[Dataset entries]
──────────

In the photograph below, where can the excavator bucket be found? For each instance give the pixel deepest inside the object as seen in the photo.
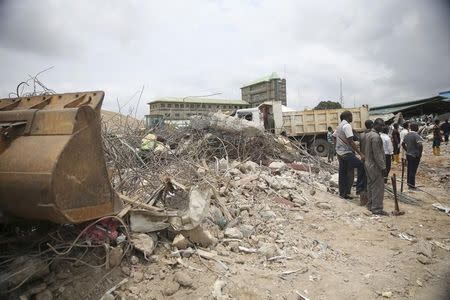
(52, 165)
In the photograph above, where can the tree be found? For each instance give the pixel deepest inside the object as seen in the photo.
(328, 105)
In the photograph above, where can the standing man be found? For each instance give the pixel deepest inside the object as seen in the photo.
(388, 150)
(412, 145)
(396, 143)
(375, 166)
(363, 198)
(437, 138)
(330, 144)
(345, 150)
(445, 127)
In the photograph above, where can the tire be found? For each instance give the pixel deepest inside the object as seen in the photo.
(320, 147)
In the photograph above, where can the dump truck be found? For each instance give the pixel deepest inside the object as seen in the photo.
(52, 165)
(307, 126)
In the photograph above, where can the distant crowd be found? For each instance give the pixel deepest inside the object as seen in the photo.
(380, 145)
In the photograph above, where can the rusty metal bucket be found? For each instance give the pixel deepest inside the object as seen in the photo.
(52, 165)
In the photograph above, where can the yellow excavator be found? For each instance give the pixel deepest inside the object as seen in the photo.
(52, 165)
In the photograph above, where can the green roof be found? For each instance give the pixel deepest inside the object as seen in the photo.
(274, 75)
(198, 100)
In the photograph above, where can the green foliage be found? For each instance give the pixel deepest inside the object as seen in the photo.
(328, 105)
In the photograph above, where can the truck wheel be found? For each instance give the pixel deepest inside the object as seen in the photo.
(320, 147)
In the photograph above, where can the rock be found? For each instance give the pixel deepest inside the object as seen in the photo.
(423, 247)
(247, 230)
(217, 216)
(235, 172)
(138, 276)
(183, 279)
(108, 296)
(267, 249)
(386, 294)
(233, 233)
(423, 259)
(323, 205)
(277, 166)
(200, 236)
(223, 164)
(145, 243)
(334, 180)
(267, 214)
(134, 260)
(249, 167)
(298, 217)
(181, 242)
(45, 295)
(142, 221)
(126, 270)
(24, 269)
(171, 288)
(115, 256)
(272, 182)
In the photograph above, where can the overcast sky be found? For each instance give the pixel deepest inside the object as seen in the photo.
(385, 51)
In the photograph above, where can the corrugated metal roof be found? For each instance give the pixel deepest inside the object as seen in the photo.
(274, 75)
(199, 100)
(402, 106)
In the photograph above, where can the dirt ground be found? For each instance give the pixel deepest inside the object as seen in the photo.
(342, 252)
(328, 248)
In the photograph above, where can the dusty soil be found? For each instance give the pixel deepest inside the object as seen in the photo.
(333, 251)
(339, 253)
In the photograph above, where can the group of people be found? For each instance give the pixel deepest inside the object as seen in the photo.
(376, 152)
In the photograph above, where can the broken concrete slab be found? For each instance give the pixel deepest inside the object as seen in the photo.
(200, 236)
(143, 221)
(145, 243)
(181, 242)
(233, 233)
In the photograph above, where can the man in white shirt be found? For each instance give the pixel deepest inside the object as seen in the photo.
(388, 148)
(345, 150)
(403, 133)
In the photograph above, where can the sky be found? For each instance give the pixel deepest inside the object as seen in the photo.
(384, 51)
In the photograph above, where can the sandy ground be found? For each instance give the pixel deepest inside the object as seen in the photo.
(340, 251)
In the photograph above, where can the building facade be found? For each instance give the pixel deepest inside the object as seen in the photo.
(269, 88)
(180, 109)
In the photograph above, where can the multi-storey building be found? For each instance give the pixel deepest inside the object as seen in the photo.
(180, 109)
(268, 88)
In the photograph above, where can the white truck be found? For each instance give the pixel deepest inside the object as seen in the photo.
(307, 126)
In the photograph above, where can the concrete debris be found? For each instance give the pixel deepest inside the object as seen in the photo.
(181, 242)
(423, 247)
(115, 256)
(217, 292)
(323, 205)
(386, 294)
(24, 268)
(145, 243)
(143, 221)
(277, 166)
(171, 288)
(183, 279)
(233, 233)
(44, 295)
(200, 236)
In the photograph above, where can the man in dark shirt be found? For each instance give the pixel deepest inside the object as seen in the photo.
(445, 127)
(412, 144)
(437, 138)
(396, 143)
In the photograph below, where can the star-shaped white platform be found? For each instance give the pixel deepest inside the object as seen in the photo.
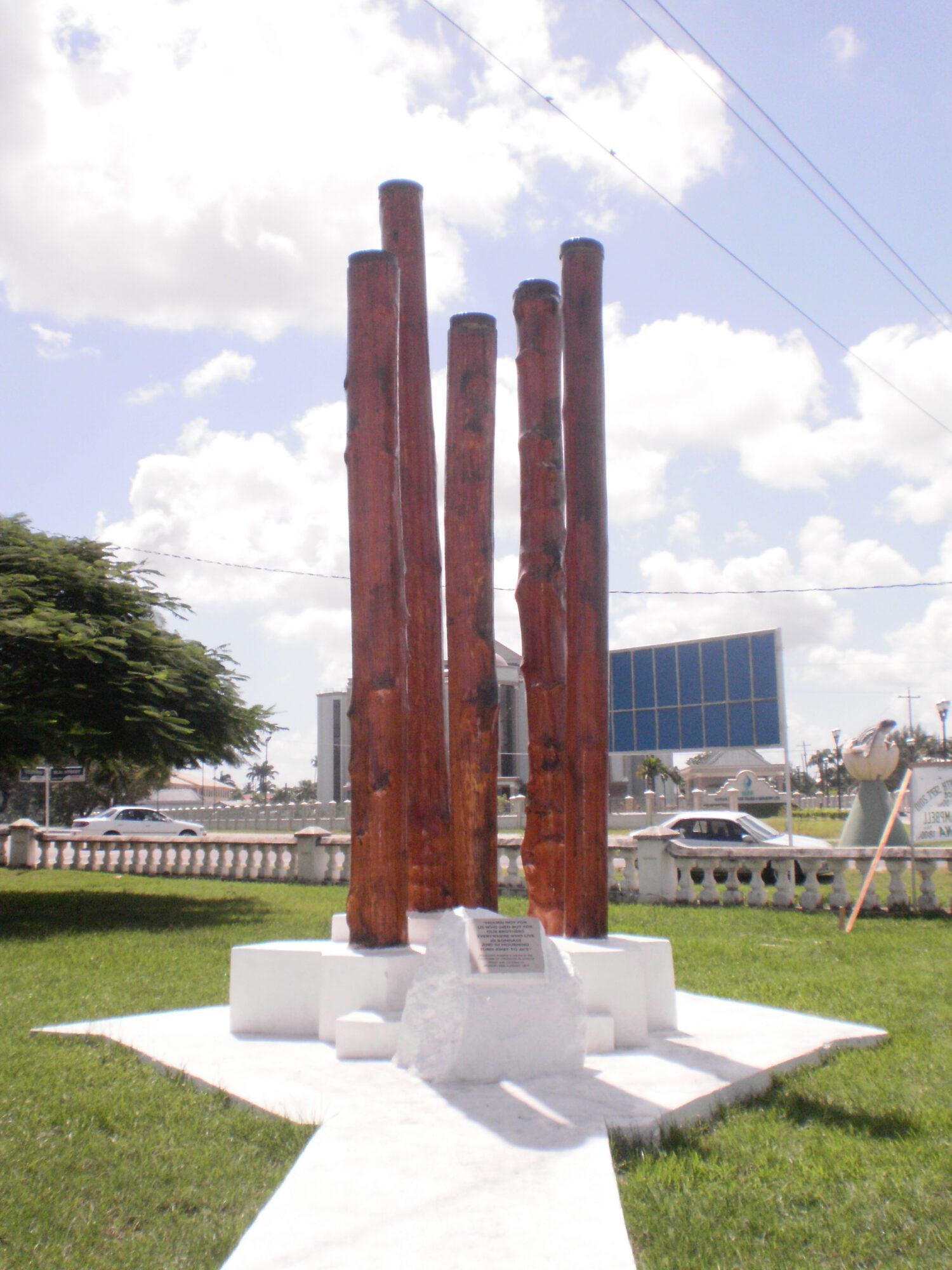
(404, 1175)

──────────

SHORT TASK ->
Please recast the items as a numbered list, starting at the line that contains "In the photograph above, where can the man in dark" and ending at the last of the items. Omit blank lines and leave the pictures out.

TASK RESPONSE ->
1. In the photograph above, where can the man in dark shirt be found? For each instance give the pixel deepest inside the object as seen in the photo.
2. (445, 127)
3. (412, 144)
4. (437, 138)
5. (396, 143)
6. In the photograph below, where can the star-shaped white platform be found? For each instance give the pixel deepest inside the object as seen in the photo.
7. (404, 1175)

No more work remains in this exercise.